◆ WHAT THIS TASK INVOLVES: Everything in the listing below from the line containing "all instances" through the line containing "note: the <path>" must be repeated exactly; the remaining lines are not wanted.

◆ SUPPLIED RECORDS:
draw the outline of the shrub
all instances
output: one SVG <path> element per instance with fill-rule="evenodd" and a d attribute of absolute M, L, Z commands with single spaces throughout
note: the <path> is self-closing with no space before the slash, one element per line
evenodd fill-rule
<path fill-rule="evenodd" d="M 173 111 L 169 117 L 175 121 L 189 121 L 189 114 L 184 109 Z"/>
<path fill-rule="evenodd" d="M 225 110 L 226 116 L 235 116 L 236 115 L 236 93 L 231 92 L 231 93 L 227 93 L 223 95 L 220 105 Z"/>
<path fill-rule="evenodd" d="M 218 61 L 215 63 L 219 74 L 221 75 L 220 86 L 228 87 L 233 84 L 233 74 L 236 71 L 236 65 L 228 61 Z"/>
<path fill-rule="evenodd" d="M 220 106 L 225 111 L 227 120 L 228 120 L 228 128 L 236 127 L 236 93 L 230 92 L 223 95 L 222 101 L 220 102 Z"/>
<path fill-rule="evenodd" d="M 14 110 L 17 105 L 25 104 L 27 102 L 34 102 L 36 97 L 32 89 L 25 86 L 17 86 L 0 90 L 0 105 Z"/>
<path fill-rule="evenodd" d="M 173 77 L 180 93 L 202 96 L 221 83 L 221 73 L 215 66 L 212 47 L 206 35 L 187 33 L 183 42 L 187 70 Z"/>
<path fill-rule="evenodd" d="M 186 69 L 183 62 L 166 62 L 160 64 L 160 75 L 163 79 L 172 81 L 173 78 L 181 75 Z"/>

◆ SOLUTION FOR THIS TASK:
all instances
output: one SVG <path> element per instance with fill-rule="evenodd" and a d attribute of absolute M, L, Z commands with single spaces throughout
note: the <path> is self-closing with no space before the slash, one element per line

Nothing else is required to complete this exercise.